Your instructions
Report every line in the listing below where the string "form" shows up.

Record extracts
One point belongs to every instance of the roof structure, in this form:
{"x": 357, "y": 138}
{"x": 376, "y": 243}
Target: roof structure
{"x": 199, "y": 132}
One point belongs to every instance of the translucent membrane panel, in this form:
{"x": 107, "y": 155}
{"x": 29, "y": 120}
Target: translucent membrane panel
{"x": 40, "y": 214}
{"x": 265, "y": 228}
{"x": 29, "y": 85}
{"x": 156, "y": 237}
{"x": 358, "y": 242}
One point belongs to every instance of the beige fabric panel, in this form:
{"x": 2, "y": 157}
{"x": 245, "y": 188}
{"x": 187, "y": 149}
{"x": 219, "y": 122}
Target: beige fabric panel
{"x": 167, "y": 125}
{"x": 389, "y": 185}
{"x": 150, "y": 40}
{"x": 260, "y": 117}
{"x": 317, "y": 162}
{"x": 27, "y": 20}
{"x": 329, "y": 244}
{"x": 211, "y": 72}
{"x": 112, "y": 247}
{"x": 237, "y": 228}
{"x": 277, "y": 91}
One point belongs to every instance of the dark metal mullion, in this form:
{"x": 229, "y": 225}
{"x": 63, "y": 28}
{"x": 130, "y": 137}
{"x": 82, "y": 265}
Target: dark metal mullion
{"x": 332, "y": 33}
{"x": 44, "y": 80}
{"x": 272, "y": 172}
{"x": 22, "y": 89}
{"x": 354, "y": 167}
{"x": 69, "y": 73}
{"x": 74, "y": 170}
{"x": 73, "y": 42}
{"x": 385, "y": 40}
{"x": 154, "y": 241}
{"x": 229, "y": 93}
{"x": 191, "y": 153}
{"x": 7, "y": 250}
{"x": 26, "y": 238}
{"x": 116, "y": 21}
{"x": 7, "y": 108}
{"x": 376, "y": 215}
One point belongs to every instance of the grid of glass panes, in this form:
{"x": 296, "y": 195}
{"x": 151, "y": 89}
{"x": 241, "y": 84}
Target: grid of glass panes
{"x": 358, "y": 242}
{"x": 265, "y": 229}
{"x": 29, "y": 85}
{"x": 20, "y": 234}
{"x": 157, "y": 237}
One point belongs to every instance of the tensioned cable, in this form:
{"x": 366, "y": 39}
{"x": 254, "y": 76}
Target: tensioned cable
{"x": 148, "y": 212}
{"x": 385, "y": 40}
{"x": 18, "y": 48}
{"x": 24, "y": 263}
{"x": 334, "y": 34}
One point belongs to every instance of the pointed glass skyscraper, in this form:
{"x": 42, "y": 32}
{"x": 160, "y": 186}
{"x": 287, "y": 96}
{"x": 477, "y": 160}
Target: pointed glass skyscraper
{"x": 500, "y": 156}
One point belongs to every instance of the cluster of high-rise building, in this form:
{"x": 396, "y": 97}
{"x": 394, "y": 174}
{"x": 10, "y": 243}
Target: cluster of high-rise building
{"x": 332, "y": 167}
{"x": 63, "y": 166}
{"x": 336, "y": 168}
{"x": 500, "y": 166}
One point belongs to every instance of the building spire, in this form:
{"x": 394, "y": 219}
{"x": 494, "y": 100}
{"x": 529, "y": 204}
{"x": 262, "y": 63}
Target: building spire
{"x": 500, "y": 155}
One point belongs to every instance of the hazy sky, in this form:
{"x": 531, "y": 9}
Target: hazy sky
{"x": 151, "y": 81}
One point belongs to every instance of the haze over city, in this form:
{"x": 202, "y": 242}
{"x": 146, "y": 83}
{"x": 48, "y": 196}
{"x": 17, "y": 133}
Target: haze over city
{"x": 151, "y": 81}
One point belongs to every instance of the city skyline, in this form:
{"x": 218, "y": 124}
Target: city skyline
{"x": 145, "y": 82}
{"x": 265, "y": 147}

Task result
One point belongs to every instance of the roof structure, in this form:
One point belongs to every instance of the translucent membrane panel, in this form:
One point belongs to every instance of the beige fabric panel, in this form:
One point belongs to every instance of the dark metal mullion, in this form:
One point belongs to every instance of the grid of glass panes, in this form:
One point belongs to every instance of the tensioned cable, in this form:
One point belongs to every instance of the pointed glass skyscraper, in this form:
One point belongs to every instance of the cluster of high-rise building, in this form:
One point belongs to every instance of the building spire, in this form:
One point belongs to every instance of the hazy sky, in this form:
One point belongs to every instance of the haze over city, in this form:
One point belongs to every instance of the city skyline, in this form:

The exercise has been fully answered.